## Complete the following
A. In the article on Andrew Malkinson's wrongful conviction, who is named as chair of the Criminal Cases Review Commission?
B. For each statement, say whether it agrees with the article on Andrew Malkinson's wrongful conviction, and quote the words that decide it: (i) Malkinson was jailed for a rape committed in 2003. (ii) DNA evidence tied Malkinson to the crime. (iii) Chris Henley was the lawyer the government appointed to review Malkinson's case.
C. Continue the article on Andrew Malkinson's wrongful conviction from the point where it stops.

## Given text
Pages

Friday, 19 July 2024

A British Man Spent 17 Years In Prison For A Rape He Didn’t Commit. Authorities Knew He Was Innocent After 5, Report Finds.

 Authorities knew a British man was wrongly convicted of rape five years after he was sentenced to life, but failed to release the evidence, a new report has found.

Andrew Malkinson spent 17 years in jail for a 2003 rape he didn’t commit, but has only now learned that authorities knew he was innocent five years after he was sentenced, the BBC reported. He should have been released from prison and exonerated at that time, a report looking into the Criminal Cases Review Commission (CCRC) concluded.

The report found that the CCRC failed to look into evidence of Malkinson’s innocence all the way up until 2022. Malkinson is now calling for top-to-bottom reforms of the commission and the resignation or firing of its chair, Helen Pitcher.

Malkinson said the report “lays bare how the CCRC obstructed my fight for justice and cost me an extra decade wrongly imprisoned.”

“If Helen Pitcher and her leadership team won’t resign after a scathing report like this, they should be sacked,” he added, according to Sky News.

Pitcher apologized to Malkinson, saying it was “clear the commission failed” him.

“Nobody can begin to imagine the devastating impact that this wrongful conviction has had on Mr Malkinson’s life, and I am deeply sorry for the additional harm caused by our handling of the case,” she added. “On behalf of the commission, I offer my deepest regret.”

The CCRC, in its own response to the report, said it would “learn from the mistakes that were made,” adding that the reform recommendations from Chris Henley, the lawyer appointed by the government to review Malkinson’s case, “will be acted upon, and work to address them has already started.”

In 2003, Malkinson was accused of raping a woman in Greater Manchester, the BBC reported. He was convicted and sentenced to life in prison even though there was no DNA to link him to the crime. His conviction relied on contested eyewitness accounts from people who placed him near the scene, even though he didn’t match the description of the rapist or have a deep scratch on his face, which the victim said she had inflicted on her attacker during the rape.

## Data shown
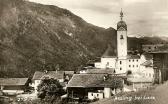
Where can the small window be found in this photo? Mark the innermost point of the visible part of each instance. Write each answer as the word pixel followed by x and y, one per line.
pixel 121 37
pixel 149 75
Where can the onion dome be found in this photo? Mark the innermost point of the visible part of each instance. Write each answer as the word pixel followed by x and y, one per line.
pixel 121 24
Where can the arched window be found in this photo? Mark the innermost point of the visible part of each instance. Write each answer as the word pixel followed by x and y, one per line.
pixel 121 37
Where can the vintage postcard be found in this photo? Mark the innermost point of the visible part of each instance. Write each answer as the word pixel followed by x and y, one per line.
pixel 83 51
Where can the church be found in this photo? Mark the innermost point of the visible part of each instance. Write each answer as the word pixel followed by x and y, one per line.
pixel 122 63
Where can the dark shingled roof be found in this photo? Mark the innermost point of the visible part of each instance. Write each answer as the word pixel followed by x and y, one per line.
pixel 140 80
pixel 13 81
pixel 100 71
pixel 148 56
pixel 133 57
pixel 95 80
pixel 50 74
pixel 147 63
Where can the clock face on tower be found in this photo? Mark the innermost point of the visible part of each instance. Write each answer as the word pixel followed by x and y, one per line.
pixel 121 39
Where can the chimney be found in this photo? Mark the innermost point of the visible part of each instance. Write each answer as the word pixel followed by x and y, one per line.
pixel 45 71
pixel 105 77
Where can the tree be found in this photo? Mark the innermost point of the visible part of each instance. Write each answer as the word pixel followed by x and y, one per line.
pixel 49 89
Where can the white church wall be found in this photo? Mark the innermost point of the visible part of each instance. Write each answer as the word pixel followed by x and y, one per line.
pixel 133 65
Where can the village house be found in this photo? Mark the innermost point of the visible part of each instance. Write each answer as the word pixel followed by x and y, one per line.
pixel 140 83
pixel 94 86
pixel 61 76
pixel 151 47
pixel 13 86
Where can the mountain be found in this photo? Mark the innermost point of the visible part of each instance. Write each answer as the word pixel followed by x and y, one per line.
pixel 37 37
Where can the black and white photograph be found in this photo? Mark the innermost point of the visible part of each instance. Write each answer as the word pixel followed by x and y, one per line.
pixel 83 51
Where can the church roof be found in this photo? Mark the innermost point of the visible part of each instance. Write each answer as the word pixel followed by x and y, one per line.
pixel 121 25
pixel 109 52
pixel 148 56
pixel 147 63
pixel 95 80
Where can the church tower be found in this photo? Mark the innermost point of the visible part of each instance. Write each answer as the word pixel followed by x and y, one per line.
pixel 121 46
pixel 121 38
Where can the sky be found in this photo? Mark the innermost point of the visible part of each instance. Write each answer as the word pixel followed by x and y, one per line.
pixel 143 17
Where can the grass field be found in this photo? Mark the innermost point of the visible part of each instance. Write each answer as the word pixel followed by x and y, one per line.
pixel 159 95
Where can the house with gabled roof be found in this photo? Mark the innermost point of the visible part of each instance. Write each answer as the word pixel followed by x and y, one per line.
pixel 61 76
pixel 12 86
pixel 94 86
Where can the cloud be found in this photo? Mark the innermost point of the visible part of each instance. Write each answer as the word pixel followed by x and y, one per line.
pixel 147 17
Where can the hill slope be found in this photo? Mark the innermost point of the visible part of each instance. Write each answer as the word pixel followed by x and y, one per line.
pixel 36 37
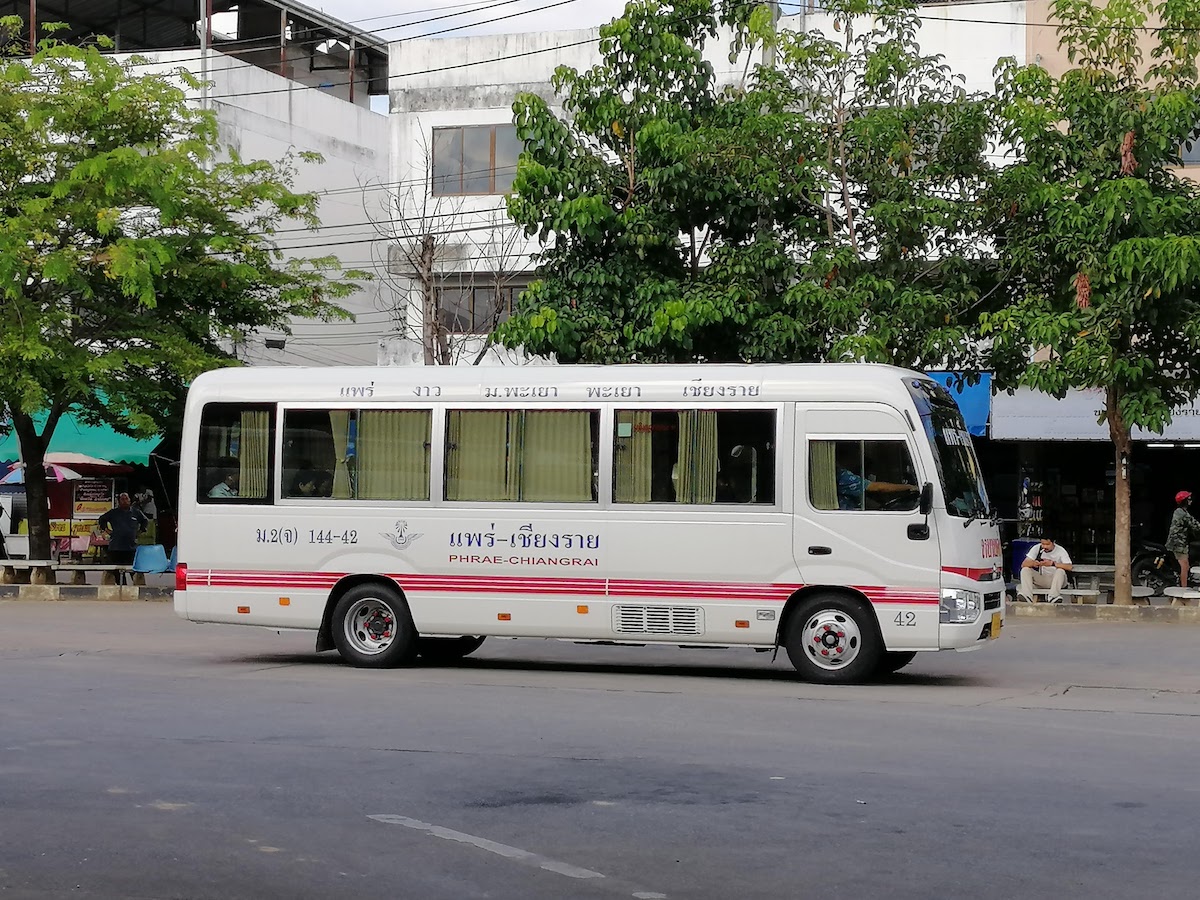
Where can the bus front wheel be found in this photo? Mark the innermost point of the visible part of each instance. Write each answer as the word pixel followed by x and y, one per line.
pixel 373 629
pixel 833 640
pixel 437 651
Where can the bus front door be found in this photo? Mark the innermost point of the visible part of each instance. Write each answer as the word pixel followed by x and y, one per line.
pixel 858 523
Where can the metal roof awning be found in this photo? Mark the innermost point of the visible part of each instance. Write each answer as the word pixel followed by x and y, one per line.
pixel 1032 415
pixel 99 441
pixel 144 25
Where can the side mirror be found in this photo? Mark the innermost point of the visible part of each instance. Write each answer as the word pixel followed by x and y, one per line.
pixel 927 498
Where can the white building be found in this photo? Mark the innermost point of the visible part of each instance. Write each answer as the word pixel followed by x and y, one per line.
pixel 283 78
pixel 454 150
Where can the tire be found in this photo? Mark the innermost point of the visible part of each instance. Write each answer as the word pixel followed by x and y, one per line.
pixel 1146 574
pixel 439 651
pixel 894 660
pixel 372 628
pixel 834 640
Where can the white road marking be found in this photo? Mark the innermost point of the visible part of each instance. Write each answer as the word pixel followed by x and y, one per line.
pixel 504 850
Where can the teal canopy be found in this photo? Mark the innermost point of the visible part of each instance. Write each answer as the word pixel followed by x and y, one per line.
pixel 99 441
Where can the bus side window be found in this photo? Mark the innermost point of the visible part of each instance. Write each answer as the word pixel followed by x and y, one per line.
pixel 862 475
pixel 694 456
pixel 235 453
pixel 532 455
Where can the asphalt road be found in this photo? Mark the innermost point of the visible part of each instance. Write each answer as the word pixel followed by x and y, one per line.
pixel 142 756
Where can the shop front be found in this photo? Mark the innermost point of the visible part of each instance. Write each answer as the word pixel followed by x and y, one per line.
pixel 1051 471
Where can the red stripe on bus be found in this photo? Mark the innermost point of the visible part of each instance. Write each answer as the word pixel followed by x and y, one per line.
pixel 970 573
pixel 570 587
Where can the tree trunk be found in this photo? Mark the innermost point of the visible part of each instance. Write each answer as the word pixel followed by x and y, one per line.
pixel 1122 588
pixel 429 301
pixel 33 453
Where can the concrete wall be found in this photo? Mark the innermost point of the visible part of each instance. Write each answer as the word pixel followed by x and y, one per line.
pixel 263 117
pixel 473 81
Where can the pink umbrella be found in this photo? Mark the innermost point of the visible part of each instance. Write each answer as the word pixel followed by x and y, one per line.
pixel 53 471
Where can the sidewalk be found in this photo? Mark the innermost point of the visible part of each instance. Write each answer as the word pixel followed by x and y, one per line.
pixel 159 587
pixel 1107 612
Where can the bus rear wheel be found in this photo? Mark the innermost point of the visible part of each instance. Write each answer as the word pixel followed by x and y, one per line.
pixel 438 651
pixel 373 629
pixel 833 640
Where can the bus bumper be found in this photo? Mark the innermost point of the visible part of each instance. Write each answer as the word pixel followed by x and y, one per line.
pixel 973 635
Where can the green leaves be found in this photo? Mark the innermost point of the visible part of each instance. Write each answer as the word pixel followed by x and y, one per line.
pixel 126 253
pixel 825 209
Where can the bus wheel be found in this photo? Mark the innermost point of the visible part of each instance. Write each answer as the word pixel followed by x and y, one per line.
pixel 894 660
pixel 832 640
pixel 373 629
pixel 437 651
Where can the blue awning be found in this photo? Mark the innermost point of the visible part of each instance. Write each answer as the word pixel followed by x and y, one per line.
pixel 975 400
pixel 99 441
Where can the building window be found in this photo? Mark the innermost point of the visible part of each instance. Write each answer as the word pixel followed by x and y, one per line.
pixel 694 456
pixel 469 310
pixel 474 160
pixel 235 454
pixel 533 455
pixel 862 475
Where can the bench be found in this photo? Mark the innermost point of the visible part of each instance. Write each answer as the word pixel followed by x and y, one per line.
pixel 108 573
pixel 35 571
pixel 1182 597
pixel 1072 593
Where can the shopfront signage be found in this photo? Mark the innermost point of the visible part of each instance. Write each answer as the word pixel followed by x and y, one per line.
pixel 1032 415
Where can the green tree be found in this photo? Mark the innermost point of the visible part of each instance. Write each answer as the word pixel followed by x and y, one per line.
pixel 129 251
pixel 825 209
pixel 1101 234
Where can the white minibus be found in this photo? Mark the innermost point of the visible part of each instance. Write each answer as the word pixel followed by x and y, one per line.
pixel 835 511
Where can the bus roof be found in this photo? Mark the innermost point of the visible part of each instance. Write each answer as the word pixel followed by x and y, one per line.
pixel 647 382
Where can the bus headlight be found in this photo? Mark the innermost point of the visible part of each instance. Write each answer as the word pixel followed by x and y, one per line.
pixel 959 606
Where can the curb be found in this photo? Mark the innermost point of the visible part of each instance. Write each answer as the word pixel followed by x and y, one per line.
pixel 85 592
pixel 1091 612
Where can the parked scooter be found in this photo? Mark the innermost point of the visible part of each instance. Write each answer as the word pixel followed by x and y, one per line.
pixel 1155 567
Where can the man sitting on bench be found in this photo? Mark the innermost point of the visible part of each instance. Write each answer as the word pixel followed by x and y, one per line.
pixel 1045 567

## Answers by task
A. Helen Pitcher.

B.
(i) Yes: "Andrew Malkinson spent 17 years in jail for a 2003 rape he didn’t commit"
(ii) No: "even though there was no DNA to link him to the crime"
(iii) Yes: "Chris Henley, the lawyer appointed by the government to review Malkinson’s case"

C.
Three years after he went to prison, forensic scientists were able to find DNA from the victim’s clothing that pointed to a different, then-unknown man. By 2009, the Greater Manchester Police, the Crown Prosecution Service, and the CCRC knew about this evidence, but rejected Malkinson’s pleas to overturn his conviction. In 2013, the CCRC again failed to review Malkinson’s file, even though the Court of Appeal exonerated a different man of a rape in nearly identical circumstances. The CCRC again dismissed Malkinson’s attempt at exoneration in 2019. It also considered rejecting his third plea in 2022.

The damning report found that the CCRC only referred the case back to judges after a legal charity helped Malkinson win a motion to have new DNA analysis conducted.

Henley, the lawyer in charge of the report, said he didn’t believe the CCRC would have ever done the work to exonerate Malkinson on its own.

“It had taken 20 years to put this appalling miscarriage of justice right,” Henley said, according to the BBC. “This case demonstrates a deep-seated, system-wide cultural reluctance, which starts right at the top in the Court of Appeal, to acknowledge our criminal justice system will on occasion make mistakes. It is not by any standard a success, or a demonstration that things are working properly, that Mr. Malkinson had to wait 20 years to be exonerated.”